***** Given data

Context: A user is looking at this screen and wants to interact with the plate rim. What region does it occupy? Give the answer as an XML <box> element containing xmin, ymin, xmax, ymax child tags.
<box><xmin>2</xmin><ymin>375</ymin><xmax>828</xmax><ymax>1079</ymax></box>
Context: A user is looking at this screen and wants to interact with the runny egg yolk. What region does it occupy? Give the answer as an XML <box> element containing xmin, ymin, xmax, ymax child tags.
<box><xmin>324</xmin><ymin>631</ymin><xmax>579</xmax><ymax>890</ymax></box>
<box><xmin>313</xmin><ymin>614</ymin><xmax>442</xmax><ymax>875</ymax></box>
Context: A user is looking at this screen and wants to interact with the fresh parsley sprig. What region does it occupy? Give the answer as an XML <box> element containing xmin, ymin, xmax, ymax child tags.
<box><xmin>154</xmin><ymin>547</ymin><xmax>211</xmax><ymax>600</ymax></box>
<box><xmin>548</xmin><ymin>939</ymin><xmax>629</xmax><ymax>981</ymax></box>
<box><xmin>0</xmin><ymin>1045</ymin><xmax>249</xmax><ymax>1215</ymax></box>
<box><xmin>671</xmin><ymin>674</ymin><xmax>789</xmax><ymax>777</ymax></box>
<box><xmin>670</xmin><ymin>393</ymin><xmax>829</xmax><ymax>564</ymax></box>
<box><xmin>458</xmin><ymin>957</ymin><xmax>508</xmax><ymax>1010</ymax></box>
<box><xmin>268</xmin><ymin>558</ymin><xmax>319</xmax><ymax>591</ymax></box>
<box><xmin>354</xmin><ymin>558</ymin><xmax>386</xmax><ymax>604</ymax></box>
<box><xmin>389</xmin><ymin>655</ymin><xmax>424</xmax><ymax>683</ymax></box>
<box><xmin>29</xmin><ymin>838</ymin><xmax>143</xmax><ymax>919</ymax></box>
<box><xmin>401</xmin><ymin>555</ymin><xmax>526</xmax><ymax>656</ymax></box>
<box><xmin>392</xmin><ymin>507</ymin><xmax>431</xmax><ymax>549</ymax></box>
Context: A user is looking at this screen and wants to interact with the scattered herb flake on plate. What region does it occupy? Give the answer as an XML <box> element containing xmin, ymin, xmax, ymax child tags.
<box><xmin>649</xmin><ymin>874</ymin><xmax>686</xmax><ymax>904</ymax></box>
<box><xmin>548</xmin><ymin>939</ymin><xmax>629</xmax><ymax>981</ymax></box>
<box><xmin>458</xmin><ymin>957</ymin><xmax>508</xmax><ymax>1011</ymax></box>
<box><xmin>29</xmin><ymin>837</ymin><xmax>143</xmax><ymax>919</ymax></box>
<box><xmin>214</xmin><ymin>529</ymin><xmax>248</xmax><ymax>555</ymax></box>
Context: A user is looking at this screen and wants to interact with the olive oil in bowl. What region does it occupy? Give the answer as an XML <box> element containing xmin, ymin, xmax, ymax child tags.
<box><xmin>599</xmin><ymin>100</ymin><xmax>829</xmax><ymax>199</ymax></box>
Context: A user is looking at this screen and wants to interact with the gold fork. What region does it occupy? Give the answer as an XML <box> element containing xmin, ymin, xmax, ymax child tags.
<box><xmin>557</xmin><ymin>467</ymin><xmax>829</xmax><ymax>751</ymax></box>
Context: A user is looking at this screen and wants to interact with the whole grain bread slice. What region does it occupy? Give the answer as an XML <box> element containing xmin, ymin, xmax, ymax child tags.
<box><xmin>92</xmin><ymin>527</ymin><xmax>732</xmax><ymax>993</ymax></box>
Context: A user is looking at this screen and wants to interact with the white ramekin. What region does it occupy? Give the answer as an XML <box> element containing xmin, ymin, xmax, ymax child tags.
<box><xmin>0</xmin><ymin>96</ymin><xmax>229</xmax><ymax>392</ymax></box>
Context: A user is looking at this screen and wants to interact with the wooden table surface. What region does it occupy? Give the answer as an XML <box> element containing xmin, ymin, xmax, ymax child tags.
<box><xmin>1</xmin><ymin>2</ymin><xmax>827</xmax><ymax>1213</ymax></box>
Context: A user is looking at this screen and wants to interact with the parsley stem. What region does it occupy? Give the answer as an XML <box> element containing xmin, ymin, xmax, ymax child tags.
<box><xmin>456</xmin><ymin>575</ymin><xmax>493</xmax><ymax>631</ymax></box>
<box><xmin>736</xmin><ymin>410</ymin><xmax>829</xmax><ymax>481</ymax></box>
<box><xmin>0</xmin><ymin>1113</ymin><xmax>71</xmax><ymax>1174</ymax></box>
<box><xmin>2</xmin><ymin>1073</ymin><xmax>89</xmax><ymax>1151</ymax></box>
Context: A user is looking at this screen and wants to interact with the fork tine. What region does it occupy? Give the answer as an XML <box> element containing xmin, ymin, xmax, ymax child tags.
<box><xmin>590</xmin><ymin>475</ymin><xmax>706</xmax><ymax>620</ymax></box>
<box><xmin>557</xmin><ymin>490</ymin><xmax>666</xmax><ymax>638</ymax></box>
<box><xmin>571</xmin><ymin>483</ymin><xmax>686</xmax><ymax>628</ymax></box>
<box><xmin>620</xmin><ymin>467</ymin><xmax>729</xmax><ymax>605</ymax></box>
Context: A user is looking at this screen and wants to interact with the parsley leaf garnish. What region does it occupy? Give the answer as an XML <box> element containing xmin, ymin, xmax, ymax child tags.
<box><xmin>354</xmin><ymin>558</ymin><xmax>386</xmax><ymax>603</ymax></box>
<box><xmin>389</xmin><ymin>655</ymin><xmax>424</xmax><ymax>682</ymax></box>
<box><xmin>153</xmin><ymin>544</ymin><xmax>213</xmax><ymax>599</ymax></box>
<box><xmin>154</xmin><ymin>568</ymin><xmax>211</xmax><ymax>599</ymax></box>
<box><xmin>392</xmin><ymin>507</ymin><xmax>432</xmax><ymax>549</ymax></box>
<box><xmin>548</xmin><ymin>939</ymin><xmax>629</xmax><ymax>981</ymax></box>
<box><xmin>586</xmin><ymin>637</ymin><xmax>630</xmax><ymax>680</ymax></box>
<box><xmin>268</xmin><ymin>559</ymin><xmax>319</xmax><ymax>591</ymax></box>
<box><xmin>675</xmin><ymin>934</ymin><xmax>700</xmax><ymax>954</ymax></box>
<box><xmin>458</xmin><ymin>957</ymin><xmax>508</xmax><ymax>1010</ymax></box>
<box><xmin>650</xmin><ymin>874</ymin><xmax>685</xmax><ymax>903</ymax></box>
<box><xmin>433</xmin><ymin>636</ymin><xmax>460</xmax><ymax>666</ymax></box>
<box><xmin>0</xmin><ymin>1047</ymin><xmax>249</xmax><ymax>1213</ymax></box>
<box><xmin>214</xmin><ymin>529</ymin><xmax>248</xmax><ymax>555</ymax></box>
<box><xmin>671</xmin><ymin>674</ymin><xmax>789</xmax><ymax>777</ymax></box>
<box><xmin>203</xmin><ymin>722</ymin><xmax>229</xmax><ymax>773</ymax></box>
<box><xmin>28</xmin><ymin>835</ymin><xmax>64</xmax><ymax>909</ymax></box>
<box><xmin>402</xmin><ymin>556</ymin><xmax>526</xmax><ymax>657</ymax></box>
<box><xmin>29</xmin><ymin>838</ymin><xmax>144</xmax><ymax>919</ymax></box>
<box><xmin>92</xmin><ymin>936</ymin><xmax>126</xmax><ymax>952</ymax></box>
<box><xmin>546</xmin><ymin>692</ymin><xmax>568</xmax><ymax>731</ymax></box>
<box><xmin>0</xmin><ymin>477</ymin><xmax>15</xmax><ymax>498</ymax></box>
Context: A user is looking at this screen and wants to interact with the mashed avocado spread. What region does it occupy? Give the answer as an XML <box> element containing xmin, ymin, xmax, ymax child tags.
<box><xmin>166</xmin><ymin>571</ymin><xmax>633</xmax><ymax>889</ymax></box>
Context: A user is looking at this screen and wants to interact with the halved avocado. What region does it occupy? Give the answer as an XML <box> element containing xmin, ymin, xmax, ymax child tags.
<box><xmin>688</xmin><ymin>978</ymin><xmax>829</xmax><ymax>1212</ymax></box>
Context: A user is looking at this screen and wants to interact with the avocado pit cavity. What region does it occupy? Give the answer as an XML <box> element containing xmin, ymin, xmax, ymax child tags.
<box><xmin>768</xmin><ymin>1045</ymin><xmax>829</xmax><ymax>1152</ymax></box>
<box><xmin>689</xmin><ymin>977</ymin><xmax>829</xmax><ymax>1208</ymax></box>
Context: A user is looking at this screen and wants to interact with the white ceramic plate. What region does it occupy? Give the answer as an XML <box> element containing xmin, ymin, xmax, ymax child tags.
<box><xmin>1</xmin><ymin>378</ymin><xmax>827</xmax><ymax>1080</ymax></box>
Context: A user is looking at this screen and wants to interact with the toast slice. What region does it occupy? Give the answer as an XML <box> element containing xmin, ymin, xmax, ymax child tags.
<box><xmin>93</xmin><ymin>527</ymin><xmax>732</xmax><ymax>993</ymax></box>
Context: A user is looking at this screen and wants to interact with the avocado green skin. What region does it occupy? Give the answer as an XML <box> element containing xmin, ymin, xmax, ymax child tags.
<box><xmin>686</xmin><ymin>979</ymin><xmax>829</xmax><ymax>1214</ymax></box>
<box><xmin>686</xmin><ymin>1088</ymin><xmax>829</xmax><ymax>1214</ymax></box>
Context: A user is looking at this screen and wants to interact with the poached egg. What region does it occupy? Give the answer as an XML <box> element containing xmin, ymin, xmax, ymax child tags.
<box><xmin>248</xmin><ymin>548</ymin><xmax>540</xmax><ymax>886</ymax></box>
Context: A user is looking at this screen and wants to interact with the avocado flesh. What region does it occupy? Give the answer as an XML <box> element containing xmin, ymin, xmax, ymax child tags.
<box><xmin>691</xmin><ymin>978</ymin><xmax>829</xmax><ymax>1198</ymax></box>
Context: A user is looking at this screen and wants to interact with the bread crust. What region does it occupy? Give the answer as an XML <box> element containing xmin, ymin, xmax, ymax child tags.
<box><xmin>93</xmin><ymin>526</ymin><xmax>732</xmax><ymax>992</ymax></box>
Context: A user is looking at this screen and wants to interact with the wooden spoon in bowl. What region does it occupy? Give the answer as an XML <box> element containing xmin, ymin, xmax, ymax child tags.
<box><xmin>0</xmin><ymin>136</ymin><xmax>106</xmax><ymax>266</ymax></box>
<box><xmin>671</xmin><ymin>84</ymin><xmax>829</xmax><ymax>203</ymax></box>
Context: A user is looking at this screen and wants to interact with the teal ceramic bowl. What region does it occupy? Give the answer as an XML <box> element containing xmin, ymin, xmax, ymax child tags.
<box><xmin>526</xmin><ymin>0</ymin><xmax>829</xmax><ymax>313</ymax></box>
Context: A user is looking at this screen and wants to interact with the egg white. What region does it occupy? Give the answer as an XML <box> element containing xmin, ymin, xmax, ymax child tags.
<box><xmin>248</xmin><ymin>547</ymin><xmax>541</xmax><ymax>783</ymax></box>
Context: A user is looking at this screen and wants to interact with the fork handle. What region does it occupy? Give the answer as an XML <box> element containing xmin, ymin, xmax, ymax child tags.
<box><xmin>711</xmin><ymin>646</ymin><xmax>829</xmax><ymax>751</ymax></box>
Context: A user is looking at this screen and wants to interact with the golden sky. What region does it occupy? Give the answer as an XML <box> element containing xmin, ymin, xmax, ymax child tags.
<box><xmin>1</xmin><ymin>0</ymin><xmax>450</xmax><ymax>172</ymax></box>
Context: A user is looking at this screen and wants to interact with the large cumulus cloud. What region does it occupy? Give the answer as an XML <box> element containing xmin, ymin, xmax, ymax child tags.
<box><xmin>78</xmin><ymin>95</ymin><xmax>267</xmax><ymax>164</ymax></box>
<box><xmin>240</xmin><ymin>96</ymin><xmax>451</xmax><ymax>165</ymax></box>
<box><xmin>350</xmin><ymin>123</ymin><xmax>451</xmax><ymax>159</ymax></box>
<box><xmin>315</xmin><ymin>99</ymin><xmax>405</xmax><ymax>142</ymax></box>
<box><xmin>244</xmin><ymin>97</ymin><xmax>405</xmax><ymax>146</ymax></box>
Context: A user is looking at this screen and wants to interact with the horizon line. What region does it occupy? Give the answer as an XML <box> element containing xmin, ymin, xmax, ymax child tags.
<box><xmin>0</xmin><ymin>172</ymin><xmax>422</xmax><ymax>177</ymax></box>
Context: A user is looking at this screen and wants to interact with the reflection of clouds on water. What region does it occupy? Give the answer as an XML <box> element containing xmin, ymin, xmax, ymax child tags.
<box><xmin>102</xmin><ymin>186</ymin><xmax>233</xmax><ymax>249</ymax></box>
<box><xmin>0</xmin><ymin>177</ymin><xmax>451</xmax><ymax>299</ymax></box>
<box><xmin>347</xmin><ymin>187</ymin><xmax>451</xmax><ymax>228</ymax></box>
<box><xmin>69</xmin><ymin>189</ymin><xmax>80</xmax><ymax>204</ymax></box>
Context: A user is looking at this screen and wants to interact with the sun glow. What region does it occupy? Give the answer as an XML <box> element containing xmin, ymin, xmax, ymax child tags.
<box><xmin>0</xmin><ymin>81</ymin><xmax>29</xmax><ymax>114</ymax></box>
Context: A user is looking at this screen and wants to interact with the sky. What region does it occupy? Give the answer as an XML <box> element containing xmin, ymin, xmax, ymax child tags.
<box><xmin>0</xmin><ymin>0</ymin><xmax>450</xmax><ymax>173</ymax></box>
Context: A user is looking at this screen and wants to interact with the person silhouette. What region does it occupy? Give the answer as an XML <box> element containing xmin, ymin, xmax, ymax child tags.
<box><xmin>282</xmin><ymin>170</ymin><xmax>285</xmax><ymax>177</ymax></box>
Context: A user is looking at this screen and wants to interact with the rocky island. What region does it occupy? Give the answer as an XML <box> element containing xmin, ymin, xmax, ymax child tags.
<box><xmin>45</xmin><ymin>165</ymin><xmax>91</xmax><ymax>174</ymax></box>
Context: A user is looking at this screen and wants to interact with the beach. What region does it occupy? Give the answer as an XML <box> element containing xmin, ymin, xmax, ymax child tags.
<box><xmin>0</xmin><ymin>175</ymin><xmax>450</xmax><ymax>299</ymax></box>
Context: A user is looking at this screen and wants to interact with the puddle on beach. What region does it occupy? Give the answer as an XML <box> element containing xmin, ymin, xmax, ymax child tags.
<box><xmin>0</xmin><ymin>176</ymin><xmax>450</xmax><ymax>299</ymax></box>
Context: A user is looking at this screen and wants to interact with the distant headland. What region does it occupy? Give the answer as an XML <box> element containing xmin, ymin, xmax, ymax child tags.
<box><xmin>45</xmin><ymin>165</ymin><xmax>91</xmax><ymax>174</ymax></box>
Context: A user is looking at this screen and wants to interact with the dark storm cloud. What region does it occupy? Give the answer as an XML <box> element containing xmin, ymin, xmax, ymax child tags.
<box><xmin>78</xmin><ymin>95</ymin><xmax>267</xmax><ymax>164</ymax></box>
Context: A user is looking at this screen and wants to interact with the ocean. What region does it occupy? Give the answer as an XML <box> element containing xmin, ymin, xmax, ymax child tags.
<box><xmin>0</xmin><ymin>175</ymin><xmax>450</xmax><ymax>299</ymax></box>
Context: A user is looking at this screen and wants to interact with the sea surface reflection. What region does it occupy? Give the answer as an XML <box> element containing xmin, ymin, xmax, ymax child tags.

**********

Everything from the line containing "with the dark" to the last line of the material above must be copied exactly, and only that.

Answer to the problem:
Context: A user is looking at this screen and wants to interact with the dark storm cloud. What region does it occupy? Give the answer as an XML <box> element containing xmin, ymin, xmax, ymax child tags.
<box><xmin>78</xmin><ymin>95</ymin><xmax>267</xmax><ymax>164</ymax></box>
Context: A user is looking at this screen and wants to interact with the ocean. What region does it occupy? Give the answer as an XML <box> element containing xmin, ymin, xmax, ymax child tags.
<box><xmin>0</xmin><ymin>175</ymin><xmax>450</xmax><ymax>299</ymax></box>
Context: A user is looking at this screen and wants to interact with the sea surface reflection. What region does it occupy? Give the answer as an XML <box> element containing xmin, ymin, xmax, ymax child tags.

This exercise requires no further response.